READING TEXT
====================
Skip to content

Model Data Update (FRED/BEA/BLS)

Goal

Enable fp-wraptr to refresh the Fair-Parke model’s historical dataset (primarily fmdata.txt) using automated upstream sources (FRED, BEA, BLS), producing a new, runnable model bundle (a directory like FM/) that can be used as fp_home in scenario YAMLs without mutating the repo’s baseline FM/ by default.

This is the missing bridge between:

  1. existing FRED ingestion (src/fp_wraptr/fred/ingest.py)
  2. existing source mapping (src/fp_wraptr/data/source_map.yaml, src/fp_wraptr/data/source_map.py)
  3. existing model runners (fp run, fp parity) that consume fmdata.txt

Non-Goals (MVP)

  • Full Census/Treasury ingestion (plan for later; design should not block it).
  • Perfect revision-tracking and vintage reconstruction (capture a snapshot, don’t re-run history unless requested).
  • Changing FM model equations, estimation, or parity logic.

Current State (What Exists)

  • Fetch/cache arbitrary FRED series IDs:
  • fp fred fetch ...
  • src/fp_wraptr/fred/ingest.py writes cache under ~/.fp-wraptr/fred-cache/ (good: outside repo)
  • Fetch/cache BEA NIPA table lines:
  • fp bea fetch-nipa ...
  • src/fp_wraptr/bea/ingest.py writes cache under ~/.fp-wraptr/bea-cache/
  • Note: the data-update pipeline currently supports only BEA NIPA TableName values like T10106 (table+line). Non-NIPA BEA placeholders in source_map.yaml are reported under skipped_unsupported_bea and are not updated (carry-forward can fill when extending sample).
  • Fetch/cache BLS series IDs:
  • fp bls fetch ...
====================
SUPPLIED DATA
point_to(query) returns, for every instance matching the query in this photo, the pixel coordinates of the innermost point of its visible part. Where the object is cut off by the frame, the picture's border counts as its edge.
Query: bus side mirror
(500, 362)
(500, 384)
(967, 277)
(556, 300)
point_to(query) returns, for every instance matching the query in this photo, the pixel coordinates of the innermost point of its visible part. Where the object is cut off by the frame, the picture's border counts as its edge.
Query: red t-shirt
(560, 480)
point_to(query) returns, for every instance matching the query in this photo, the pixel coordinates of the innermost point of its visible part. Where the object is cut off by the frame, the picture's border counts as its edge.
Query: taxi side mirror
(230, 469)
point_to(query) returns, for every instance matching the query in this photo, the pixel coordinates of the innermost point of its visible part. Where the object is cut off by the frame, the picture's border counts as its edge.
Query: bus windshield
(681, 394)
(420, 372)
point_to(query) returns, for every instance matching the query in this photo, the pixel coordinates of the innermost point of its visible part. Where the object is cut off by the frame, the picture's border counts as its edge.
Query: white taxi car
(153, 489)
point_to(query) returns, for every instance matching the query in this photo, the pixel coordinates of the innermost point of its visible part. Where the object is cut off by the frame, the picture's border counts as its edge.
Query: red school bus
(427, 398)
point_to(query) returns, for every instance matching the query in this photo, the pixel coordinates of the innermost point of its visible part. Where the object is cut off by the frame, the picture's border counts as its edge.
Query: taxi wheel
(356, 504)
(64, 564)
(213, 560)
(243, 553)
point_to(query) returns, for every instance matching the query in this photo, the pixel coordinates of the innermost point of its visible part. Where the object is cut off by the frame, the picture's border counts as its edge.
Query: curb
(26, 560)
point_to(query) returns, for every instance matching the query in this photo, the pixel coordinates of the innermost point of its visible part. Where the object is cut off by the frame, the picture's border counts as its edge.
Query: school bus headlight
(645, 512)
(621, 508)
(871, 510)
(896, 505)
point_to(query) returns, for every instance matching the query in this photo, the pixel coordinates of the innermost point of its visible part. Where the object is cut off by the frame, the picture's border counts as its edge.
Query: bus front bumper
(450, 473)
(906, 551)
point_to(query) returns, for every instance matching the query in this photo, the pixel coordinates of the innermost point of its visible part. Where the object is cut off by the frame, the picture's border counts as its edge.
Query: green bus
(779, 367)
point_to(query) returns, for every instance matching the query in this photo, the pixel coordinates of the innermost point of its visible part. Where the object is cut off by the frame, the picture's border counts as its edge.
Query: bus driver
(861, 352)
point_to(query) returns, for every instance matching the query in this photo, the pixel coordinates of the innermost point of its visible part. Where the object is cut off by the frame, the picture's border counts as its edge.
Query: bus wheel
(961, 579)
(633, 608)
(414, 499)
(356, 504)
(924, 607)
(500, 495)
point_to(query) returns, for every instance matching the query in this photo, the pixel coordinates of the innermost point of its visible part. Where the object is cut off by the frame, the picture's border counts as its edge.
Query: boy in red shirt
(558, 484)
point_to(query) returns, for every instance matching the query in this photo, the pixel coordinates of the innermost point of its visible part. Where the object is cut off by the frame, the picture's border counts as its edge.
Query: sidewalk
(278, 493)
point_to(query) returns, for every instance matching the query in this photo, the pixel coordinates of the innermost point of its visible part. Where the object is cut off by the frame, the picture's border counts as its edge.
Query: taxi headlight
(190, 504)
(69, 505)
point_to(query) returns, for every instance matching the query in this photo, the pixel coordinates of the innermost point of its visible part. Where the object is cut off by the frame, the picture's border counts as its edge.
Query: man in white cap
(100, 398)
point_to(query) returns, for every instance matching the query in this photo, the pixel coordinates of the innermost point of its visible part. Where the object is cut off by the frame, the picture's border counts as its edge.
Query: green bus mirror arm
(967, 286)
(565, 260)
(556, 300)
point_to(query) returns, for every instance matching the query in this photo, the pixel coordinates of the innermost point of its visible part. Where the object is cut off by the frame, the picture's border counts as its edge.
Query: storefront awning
====================
TASKS
**A)** Answer these from the model data update page, using the exact names given there:
(i) What file is named as the main historical dataset that the update should refresh?
(ii) Under which directory does the BEA ingest code write its cache?
(iii) Under what name are non-NIPA BEA placeholders in source_map.yaml reported?
**B)** Find each line of the records that contains the word "white" and copy those lines. Case counts.

SOLVED TASKS
**A)**
(i) fmdata.txt
(ii) ~/.fp-wraptr/bea-cache/
(iii) skipped_unsupported_bea

**B)**
Query: white taxi car
Query: man in white cap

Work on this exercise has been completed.